====== Data in this exercise ======

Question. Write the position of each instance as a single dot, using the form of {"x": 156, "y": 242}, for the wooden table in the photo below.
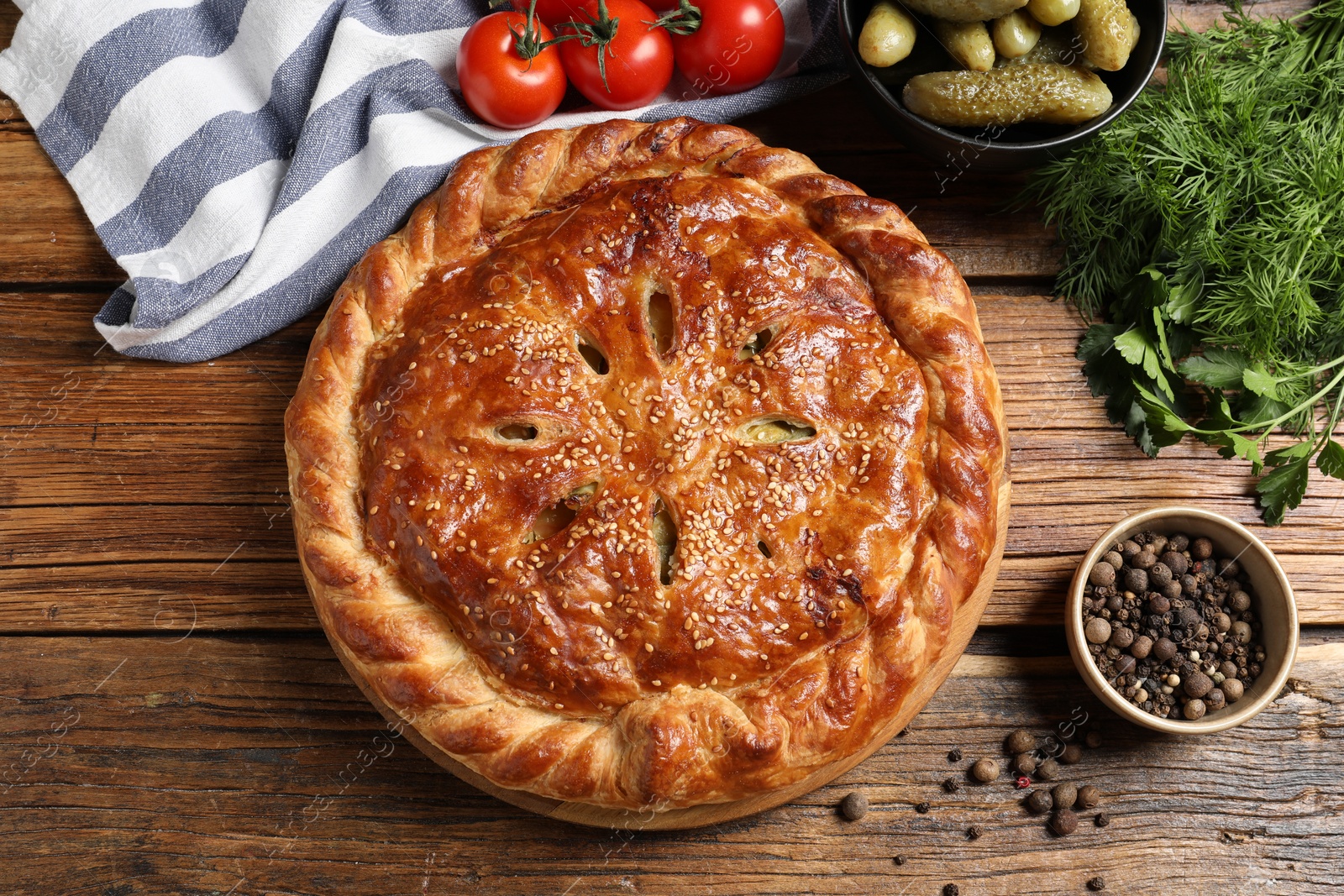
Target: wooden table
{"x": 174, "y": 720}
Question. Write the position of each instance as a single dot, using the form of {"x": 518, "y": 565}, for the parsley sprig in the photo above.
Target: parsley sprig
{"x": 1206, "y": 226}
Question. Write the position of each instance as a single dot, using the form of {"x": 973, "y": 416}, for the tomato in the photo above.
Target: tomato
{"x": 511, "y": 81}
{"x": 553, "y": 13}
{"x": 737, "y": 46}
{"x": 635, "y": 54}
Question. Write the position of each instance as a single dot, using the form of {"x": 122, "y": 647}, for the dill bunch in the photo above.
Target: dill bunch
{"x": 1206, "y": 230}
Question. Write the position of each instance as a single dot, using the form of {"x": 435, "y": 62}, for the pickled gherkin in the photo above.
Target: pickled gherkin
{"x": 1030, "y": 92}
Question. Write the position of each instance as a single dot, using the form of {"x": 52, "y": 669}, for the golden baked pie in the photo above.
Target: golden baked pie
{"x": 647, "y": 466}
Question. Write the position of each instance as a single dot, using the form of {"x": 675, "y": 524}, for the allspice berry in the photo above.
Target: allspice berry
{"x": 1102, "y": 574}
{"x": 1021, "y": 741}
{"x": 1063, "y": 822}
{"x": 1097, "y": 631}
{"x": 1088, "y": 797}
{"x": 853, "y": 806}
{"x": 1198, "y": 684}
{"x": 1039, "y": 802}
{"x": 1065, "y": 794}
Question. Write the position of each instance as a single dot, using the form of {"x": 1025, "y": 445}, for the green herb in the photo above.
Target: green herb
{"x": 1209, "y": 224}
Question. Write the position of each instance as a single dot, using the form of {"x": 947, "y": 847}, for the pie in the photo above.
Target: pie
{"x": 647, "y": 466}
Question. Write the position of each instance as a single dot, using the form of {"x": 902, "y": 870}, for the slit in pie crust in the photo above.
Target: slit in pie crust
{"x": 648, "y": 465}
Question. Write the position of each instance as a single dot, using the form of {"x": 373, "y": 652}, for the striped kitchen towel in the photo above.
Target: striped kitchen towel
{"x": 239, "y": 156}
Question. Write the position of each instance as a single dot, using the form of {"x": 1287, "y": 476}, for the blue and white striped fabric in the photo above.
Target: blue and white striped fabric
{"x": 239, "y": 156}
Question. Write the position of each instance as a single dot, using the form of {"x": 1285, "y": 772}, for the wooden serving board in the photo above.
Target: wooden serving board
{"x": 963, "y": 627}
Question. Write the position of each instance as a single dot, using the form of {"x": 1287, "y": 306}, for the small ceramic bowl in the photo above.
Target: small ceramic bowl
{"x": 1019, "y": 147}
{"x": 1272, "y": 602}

======

Pull out every line from the one with "fabric in the photo above." to the end of the listing, and output only those.

* Written solution
Question. Write the position of each instance as a single dot, using the form of {"x": 1287, "y": 476}, for the blue and white striped fabric in the photo above.
Target: blue and white striped fabric
{"x": 239, "y": 156}
Question. Write the position of each instance as a single dot, using the form of {"x": 1285, "y": 772}, for the wooden serving board in the photo above.
Target: wooden serving board
{"x": 963, "y": 627}
Question. Write the position of each instance as a single dot, using the form of {"x": 1287, "y": 306}, for the small ceramic bowl in the photo above.
Target: small ceramic bowl
{"x": 1019, "y": 147}
{"x": 1272, "y": 602}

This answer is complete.